**Aufgabe**
Zählen Sie, wie viele der nachfolgenden Zeilen die Zeichenfolge "pole" enthalten, wobei Groß- und Kleinschreibung zu beachten ist. Geben Sie ausschließlich die Anzahl an.

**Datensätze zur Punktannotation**
'''

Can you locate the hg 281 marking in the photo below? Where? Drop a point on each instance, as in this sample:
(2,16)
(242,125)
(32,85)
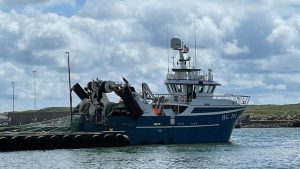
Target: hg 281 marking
(229,116)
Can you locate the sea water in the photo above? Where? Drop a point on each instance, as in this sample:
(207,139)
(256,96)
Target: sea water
(248,148)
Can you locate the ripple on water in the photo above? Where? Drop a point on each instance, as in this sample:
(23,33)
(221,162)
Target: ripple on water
(249,148)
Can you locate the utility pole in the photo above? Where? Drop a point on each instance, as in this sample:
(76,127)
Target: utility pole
(34,90)
(13,84)
(70,90)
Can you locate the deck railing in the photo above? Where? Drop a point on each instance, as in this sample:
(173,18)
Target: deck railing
(182,99)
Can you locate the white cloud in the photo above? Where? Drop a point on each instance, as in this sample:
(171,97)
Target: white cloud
(111,39)
(231,48)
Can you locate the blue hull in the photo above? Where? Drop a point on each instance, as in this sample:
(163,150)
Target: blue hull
(159,129)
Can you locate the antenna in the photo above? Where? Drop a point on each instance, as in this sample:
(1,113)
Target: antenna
(168,51)
(70,90)
(173,61)
(195,38)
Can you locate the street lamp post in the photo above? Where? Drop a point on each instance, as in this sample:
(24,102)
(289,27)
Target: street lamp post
(13,84)
(34,89)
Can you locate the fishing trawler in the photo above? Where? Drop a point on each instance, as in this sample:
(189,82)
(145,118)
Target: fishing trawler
(189,113)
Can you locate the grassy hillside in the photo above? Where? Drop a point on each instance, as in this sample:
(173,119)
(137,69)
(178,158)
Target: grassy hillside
(271,112)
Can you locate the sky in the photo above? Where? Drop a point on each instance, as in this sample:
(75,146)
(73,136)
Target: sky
(253,47)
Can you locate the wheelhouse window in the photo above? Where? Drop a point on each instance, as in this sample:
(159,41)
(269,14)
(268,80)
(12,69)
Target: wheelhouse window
(205,88)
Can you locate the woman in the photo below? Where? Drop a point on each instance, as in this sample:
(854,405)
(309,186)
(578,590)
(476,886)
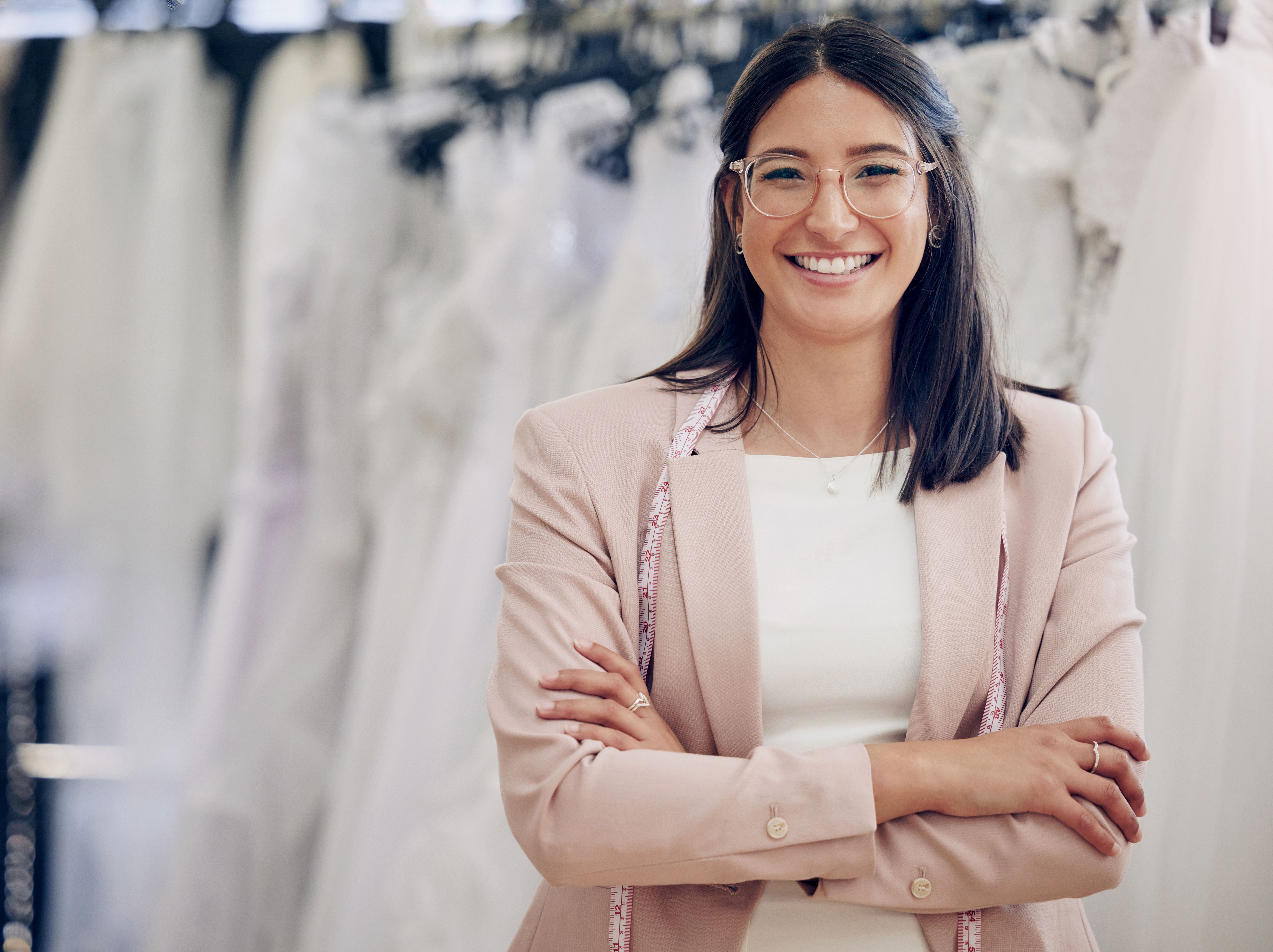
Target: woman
(814,609)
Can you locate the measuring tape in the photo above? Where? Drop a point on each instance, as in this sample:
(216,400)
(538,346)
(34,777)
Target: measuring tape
(969,936)
(647,589)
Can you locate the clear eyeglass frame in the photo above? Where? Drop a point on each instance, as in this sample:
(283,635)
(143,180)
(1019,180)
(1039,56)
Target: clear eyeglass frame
(744,169)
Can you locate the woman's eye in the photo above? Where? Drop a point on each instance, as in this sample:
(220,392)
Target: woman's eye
(878,170)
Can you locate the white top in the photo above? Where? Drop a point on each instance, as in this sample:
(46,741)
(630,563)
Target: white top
(838,580)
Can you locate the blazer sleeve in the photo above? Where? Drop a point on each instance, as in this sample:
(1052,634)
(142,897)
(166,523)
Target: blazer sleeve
(1089,665)
(589,815)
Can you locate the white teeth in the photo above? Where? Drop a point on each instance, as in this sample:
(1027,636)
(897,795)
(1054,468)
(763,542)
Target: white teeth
(833,267)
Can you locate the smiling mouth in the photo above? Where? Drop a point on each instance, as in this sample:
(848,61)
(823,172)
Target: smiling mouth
(845,265)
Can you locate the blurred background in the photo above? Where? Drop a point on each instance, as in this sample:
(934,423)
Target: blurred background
(278,279)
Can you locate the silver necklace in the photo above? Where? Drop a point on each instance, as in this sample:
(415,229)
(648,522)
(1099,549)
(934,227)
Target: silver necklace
(832,487)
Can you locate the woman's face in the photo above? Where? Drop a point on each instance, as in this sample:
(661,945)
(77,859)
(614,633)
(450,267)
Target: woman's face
(829,123)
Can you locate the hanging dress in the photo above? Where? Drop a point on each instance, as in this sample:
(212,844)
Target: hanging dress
(417,408)
(1181,380)
(1027,107)
(251,820)
(647,309)
(116,395)
(436,865)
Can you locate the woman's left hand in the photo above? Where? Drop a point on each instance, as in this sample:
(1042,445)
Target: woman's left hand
(607,716)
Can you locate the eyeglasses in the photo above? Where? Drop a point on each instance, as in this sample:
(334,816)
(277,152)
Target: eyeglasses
(878,186)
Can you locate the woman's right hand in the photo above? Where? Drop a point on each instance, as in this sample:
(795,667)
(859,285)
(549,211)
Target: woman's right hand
(1037,769)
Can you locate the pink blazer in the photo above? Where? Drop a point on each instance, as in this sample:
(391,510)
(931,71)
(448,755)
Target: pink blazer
(689,829)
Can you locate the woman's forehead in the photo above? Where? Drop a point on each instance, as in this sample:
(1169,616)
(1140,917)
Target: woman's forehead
(827,118)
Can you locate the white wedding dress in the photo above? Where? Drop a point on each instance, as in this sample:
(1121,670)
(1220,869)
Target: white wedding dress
(435,865)
(426,370)
(332,230)
(1027,107)
(116,396)
(1181,380)
(1140,90)
(649,306)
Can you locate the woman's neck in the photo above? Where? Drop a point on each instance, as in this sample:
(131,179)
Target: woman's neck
(831,396)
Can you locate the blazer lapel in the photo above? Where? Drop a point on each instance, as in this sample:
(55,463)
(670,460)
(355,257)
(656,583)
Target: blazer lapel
(716,554)
(958,535)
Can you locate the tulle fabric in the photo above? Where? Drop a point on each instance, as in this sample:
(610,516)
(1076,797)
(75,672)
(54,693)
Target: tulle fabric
(427,368)
(1181,380)
(332,219)
(649,306)
(116,393)
(433,866)
(1027,106)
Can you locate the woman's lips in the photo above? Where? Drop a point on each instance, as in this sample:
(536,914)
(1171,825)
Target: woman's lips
(832,272)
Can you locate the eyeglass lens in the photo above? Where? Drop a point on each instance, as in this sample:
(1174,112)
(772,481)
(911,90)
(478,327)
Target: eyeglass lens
(879,186)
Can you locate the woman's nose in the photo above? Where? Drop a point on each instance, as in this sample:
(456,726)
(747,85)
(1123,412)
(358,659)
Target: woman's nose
(831,216)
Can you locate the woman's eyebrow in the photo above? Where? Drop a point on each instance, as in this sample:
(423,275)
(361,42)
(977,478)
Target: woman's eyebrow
(876,148)
(853,152)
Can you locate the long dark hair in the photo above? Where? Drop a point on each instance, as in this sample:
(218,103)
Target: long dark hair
(945,385)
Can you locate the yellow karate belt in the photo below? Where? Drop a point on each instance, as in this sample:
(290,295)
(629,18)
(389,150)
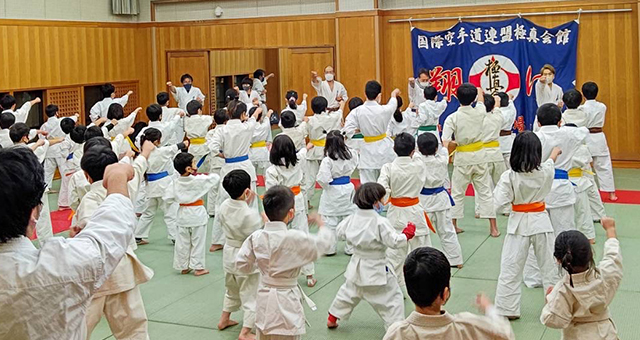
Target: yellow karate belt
(372,139)
(259,144)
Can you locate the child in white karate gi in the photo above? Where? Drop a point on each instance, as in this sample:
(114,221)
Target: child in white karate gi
(367,276)
(524,188)
(403,179)
(579,303)
(334,176)
(428,283)
(434,197)
(279,253)
(189,188)
(238,222)
(287,169)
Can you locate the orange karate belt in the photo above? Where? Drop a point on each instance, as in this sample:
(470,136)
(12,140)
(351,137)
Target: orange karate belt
(193,204)
(404,202)
(529,207)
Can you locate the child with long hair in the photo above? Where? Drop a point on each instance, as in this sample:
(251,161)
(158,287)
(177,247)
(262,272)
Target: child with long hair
(334,176)
(579,303)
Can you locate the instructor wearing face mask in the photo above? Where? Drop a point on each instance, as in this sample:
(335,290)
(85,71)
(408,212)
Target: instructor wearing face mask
(329,88)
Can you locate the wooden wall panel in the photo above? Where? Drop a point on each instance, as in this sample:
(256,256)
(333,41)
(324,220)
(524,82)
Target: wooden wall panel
(607,54)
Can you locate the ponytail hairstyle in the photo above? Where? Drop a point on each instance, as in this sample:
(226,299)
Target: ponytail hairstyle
(292,98)
(335,147)
(573,252)
(151,134)
(398,114)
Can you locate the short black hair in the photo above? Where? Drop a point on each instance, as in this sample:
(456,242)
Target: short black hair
(7,119)
(182,161)
(154,112)
(162,98)
(372,89)
(17,131)
(428,144)
(489,102)
(277,202)
(115,111)
(7,101)
(283,151)
(67,125)
(185,77)
(368,194)
(526,152)
(77,133)
(22,178)
(288,119)
(319,104)
(590,90)
(51,110)
(193,107)
(236,182)
(430,93)
(427,273)
(549,114)
(96,159)
(572,99)
(466,94)
(404,144)
(107,89)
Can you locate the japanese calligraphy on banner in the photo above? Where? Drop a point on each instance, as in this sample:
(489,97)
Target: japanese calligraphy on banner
(502,56)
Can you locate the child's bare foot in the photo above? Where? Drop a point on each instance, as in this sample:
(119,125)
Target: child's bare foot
(215,247)
(200,272)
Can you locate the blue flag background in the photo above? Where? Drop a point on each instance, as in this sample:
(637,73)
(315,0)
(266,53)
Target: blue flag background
(500,56)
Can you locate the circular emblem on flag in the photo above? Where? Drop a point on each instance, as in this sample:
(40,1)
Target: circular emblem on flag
(495,73)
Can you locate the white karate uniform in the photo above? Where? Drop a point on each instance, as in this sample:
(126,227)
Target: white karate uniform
(367,276)
(279,254)
(183,97)
(582,311)
(293,176)
(330,94)
(438,206)
(525,231)
(189,252)
(372,119)
(598,145)
(452,326)
(469,167)
(336,201)
(54,285)
(101,108)
(159,194)
(404,178)
(317,128)
(238,222)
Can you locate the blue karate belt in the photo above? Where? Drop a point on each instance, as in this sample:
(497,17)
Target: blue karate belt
(341,180)
(434,191)
(236,159)
(157,176)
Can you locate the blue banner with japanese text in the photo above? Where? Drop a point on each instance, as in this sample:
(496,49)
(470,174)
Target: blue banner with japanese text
(501,56)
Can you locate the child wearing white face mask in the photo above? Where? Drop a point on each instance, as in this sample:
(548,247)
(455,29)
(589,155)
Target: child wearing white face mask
(331,89)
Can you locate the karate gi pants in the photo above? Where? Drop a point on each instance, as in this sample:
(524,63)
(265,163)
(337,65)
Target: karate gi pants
(387,301)
(170,209)
(515,252)
(331,222)
(189,252)
(124,312)
(480,177)
(604,171)
(448,237)
(240,292)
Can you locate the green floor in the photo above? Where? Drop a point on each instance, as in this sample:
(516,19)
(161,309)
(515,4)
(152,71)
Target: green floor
(188,307)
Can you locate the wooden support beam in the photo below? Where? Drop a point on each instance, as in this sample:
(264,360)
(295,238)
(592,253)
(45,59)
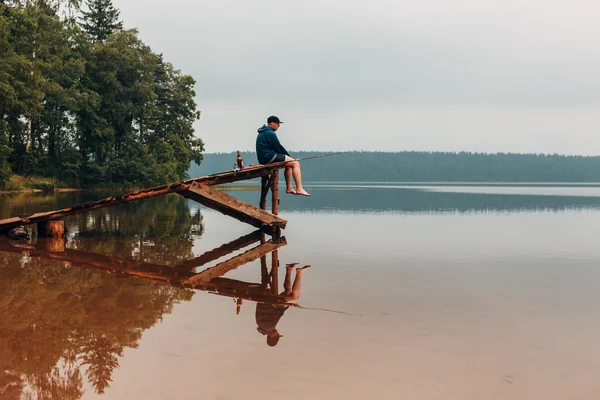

'''

**Erwartete Ausgabe**
2